| Objective |
All of the data should be repeated exactly; pictures are not part of the copy.

***** The input

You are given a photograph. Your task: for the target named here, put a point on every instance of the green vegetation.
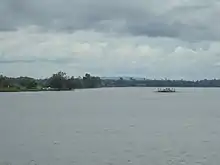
(60, 81)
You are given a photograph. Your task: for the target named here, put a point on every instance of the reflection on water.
(110, 126)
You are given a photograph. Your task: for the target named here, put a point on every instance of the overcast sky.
(150, 38)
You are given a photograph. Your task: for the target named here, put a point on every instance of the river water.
(111, 126)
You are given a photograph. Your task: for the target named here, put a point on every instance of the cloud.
(105, 54)
(174, 39)
(193, 20)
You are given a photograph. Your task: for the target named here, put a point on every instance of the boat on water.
(166, 90)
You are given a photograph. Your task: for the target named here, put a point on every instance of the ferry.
(166, 90)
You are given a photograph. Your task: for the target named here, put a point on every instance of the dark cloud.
(39, 60)
(194, 21)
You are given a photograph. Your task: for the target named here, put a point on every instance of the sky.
(142, 38)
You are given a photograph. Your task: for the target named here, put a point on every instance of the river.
(110, 126)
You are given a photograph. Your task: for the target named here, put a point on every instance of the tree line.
(61, 81)
(58, 81)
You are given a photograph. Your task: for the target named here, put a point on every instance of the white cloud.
(33, 52)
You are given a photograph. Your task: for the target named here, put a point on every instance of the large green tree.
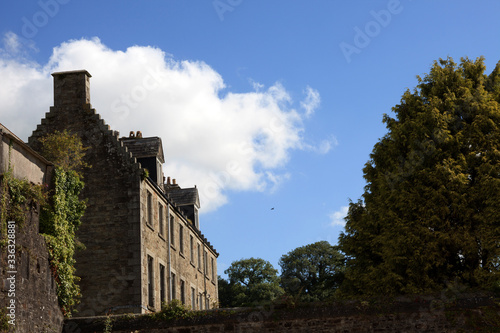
(252, 281)
(312, 272)
(430, 211)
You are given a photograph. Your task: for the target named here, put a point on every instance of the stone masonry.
(131, 229)
(35, 307)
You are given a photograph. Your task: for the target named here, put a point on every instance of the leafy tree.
(312, 272)
(65, 150)
(251, 281)
(429, 214)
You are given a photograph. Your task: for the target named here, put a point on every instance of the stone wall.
(476, 313)
(109, 267)
(36, 304)
(23, 161)
(183, 259)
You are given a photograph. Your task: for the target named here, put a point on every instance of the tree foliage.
(429, 214)
(252, 281)
(64, 150)
(312, 272)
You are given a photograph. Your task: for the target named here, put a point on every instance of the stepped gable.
(110, 227)
(72, 98)
(183, 196)
(144, 147)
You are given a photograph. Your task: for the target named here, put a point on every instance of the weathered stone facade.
(35, 305)
(458, 313)
(130, 254)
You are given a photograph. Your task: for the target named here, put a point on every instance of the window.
(150, 209)
(205, 262)
(162, 284)
(172, 229)
(160, 219)
(181, 238)
(183, 292)
(193, 299)
(174, 291)
(212, 268)
(199, 257)
(151, 299)
(191, 248)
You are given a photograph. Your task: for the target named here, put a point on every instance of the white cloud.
(337, 218)
(219, 140)
(311, 102)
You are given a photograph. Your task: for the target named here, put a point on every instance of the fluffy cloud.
(337, 218)
(219, 140)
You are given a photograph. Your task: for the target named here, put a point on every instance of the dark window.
(181, 238)
(212, 268)
(172, 229)
(205, 262)
(191, 248)
(199, 257)
(160, 219)
(162, 284)
(151, 299)
(150, 209)
(174, 291)
(183, 292)
(193, 299)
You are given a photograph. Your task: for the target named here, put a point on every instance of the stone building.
(142, 236)
(27, 287)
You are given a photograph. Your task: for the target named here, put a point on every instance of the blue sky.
(302, 85)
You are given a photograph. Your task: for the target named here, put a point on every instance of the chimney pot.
(71, 88)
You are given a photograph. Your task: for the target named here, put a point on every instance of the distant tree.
(251, 282)
(430, 211)
(312, 272)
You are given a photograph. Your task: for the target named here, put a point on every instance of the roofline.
(8, 133)
(83, 71)
(174, 206)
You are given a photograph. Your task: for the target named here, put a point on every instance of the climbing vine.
(62, 215)
(17, 198)
(58, 223)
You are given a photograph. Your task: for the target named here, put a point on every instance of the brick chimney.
(71, 88)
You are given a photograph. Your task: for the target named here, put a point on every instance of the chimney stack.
(71, 88)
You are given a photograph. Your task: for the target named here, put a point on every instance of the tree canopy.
(312, 272)
(251, 281)
(429, 213)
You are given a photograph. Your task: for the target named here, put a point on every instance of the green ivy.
(173, 310)
(18, 197)
(58, 223)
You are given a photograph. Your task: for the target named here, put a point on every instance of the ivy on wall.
(62, 215)
(17, 198)
(58, 223)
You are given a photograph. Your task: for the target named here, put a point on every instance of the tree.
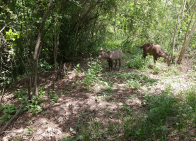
(37, 47)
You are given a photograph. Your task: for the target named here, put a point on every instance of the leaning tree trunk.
(38, 46)
(176, 28)
(187, 40)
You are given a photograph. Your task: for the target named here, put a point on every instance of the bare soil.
(60, 119)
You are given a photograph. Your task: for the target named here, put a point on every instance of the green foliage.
(34, 106)
(53, 97)
(8, 112)
(43, 65)
(28, 131)
(91, 75)
(21, 95)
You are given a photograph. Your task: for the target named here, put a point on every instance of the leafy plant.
(34, 106)
(53, 97)
(9, 111)
(91, 75)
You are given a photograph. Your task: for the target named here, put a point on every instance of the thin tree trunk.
(29, 82)
(175, 31)
(38, 46)
(166, 23)
(187, 39)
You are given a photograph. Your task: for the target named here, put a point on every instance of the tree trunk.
(174, 39)
(38, 46)
(187, 39)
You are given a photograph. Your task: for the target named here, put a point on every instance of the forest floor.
(77, 104)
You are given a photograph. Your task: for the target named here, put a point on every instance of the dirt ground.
(60, 119)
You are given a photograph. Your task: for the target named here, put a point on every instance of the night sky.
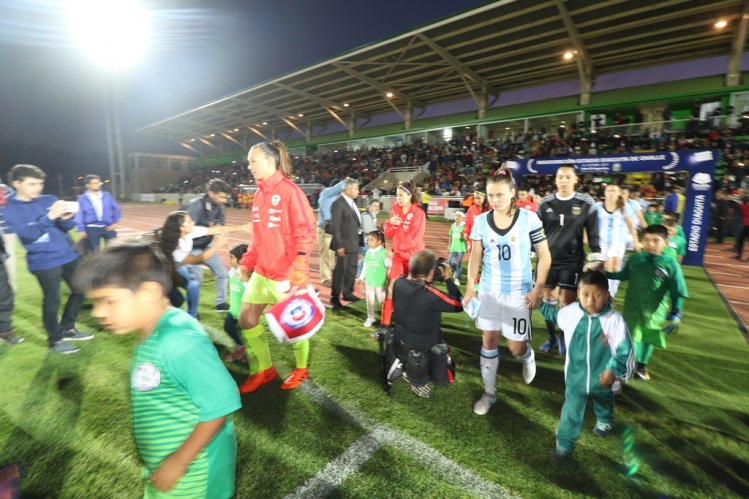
(51, 93)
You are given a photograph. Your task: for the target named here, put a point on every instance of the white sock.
(489, 364)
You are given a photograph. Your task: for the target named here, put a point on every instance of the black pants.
(50, 280)
(344, 275)
(6, 298)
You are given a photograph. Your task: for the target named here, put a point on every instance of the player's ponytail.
(504, 176)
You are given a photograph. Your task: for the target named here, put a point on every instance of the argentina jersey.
(612, 226)
(506, 264)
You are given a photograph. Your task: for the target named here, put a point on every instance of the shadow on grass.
(46, 453)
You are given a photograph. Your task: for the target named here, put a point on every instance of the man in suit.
(347, 233)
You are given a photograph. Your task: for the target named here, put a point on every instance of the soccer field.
(65, 419)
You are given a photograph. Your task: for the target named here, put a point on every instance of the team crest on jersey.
(297, 313)
(145, 377)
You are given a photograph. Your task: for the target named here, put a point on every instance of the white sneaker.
(483, 404)
(529, 368)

**********

| Written solution |
You are given a photograph. Your task: for the target named here, put a point on every instance of the green vegetation.
(60, 81)
You are given a photograph. Your task: for the target named here, put a point on every instance of the reflection on water.
(110, 126)
You are given a photograph. Your task: for the target named here, put a point on every instance of the overcast sky.
(150, 38)
You are given a photograph. Your task: for the target named here, put a point on every instance of the river water.
(111, 126)
You are given a photograph. Your task: for the target named here, put a point on every instance of the cloud.
(105, 54)
(174, 39)
(193, 20)
You are given a photograph. Your task: for the target named here, put a point on every instance of the boat on water.
(166, 90)
You are given a photograph. Your task: for the target named here, put a point on every instance of the ferry.
(166, 90)
You are given a photograph. Your task: for the target named here, put a point on every instance of the dark cloud.
(39, 60)
(194, 21)
You are given a photograph. Your task: for the target named here, put a point on every instance of the sky.
(142, 38)
You are given a photograph. Your task: for the target named here, put a point on every instance of the river.
(110, 126)
You are given a photograph. Your task: for the target named here, put a point on every instance of the tree line.
(61, 81)
(58, 81)
You are given a photograph. Your task: for the target named here, put a point on every instance of the white cloud.
(33, 52)
You are given a photograph. Your task: for the target named here, put a point on every instance of the large green tree.
(252, 281)
(312, 272)
(430, 211)
You are given a photograph. Your task: for the target named here, put a point on every instance of the stone masonry.
(131, 229)
(35, 307)
You are given a photograph. Your task: for the target named here, put a point on every instance of the leafy tree.
(312, 272)
(65, 150)
(251, 281)
(429, 214)
You are given a photograph. Your task: for the target named here, put a point on every instance of the stone wall.
(476, 313)
(109, 267)
(36, 304)
(23, 161)
(183, 259)
You are given a photograph. Your task: for the target named here, put a point on every instance of the tree foliage.
(429, 214)
(252, 281)
(64, 150)
(312, 272)
You are given a photograph. Your task: for the target named here, put a point on every instance of the stepped gable.
(110, 227)
(72, 98)
(183, 196)
(144, 147)
You are given a photograph. Your task: for the target named here, put a point on every instance of the weathered stone facade.
(35, 305)
(458, 313)
(130, 254)
You are given a photograph. Your task: for the target named here, put a point on every instance of the window.
(150, 209)
(205, 262)
(162, 284)
(172, 229)
(160, 219)
(181, 238)
(183, 292)
(193, 299)
(174, 291)
(212, 268)
(199, 257)
(151, 299)
(191, 248)
You are given a photograph. Your task: for the target named here, put a point on every instance of the white cloud.
(337, 218)
(219, 140)
(311, 102)
You are given a photograph. Your task: for the target named here, put a point on every instance of the fluffy cloud.
(337, 218)
(219, 140)
You are given a photograph. Your task: for the target named here, put a point on every instance of the dark window.
(181, 238)
(212, 268)
(172, 229)
(205, 262)
(191, 248)
(199, 257)
(160, 219)
(162, 284)
(151, 299)
(150, 209)
(174, 291)
(183, 292)
(193, 299)
You are given a photograph. Your task: for the target named here, put a point on every instance of the stone building.
(142, 236)
(27, 287)
You are given a photograph. Your task: for the target named here, put a point on every instance of the blue sky.
(302, 85)
You are given a photograph. Your task: for the target named here, put a point on every instance of the chimney pot.
(71, 88)
You are given a photograph. Your task: for the target named here, put a point on every instance of the distant tree.
(251, 282)
(430, 211)
(312, 272)
You are given a photograph. Your task: for the target named here, put a point on every instance of the roofline.
(8, 133)
(83, 71)
(174, 206)
You are given a photograph. Your task: for the target named here, put a point on every instance of the climbing vine.
(62, 215)
(17, 198)
(58, 223)
You are given a photograph. Your task: for the target named here, put a point on every instance of the brick chimney.
(71, 88)
You are given a photograph. Your task: for the target named here, put a point on every instance of the chimney stack.
(71, 88)
You are given a photograph. Your task: for the target named here, put a point on every instance of the tree canopy.
(312, 272)
(251, 281)
(429, 213)
You are given a photograph. Your task: for the target named here, put a point on every instance of the green ivy.
(173, 310)
(18, 197)
(58, 223)
You are given a photograph. Your task: for the target named here, put a point on every instance of the ivy on wall.
(62, 215)
(17, 198)
(58, 223)
You are given a photograph. Your task: for the target named here, put a point on every instance of the tree.
(37, 47)
You are given a photograph. Your task: for the target named here, put a point on every instance of the leaning tree trunk.
(38, 46)
(176, 28)
(187, 40)
You are given a photograph. Your task: for the target named here, put a point on every instance of the bare soil.
(60, 119)
You are given a photograph. Your task: for the target named here, put a point on every instance of the green foliage.
(34, 106)
(53, 97)
(8, 112)
(43, 65)
(28, 131)
(91, 75)
(21, 95)
You are given a photograph. Your task: for the target named here, put a point on every instance of the leafy plant.
(34, 106)
(53, 97)
(9, 111)
(91, 75)
You are given a photograph. Your task: for the target named here, put a point on every instance of the thin tree trunk.
(29, 82)
(175, 31)
(38, 46)
(166, 23)
(187, 39)
You are given a photograph. Your task: for the target named here, put a point on every instance of the tree trunk.
(174, 39)
(38, 46)
(187, 39)
You are given a photograph. Your task: for the target named here, put a point on every instance of the forest floor.
(77, 104)
You are given a photograph. Your task: for the target named here, put a point on every instance of the dirt ground.
(60, 119)
You are given a photograph. Your task: for the target named here, put a point on every instance of the night sky.
(51, 93)
You are given a photograph. Your task: for the target named here, put a point on every instance of the white sock.
(489, 364)
You are given a photograph. Your task: for the target named here, put a point on every instance of the black pants.
(50, 280)
(344, 275)
(6, 298)
You are given a photograph. Your task: for the target named here, put a point on every instance of the player's ponytail.
(504, 176)
You are given a photograph. Your task: for the target named here, put a point on every instance of the argentina jersey.
(612, 226)
(506, 264)
You are given a photograph. Your task: for the target named here, put a point on every instance of the shadow on grass.
(46, 453)
You are given a photograph. Your task: for the target named here, put a point on every instance of the man in suit.
(347, 233)
You are given a photograph. Your task: for the target named here, put a point on every instance of the soccer field.
(65, 419)
You are given a photograph. Your task: for the target named here, put a point on every instance of the team crest on jersey.
(297, 313)
(145, 377)
You are given a photograph. Your task: for the target named here, put a point on every instance of the white sneaker.
(483, 404)
(529, 368)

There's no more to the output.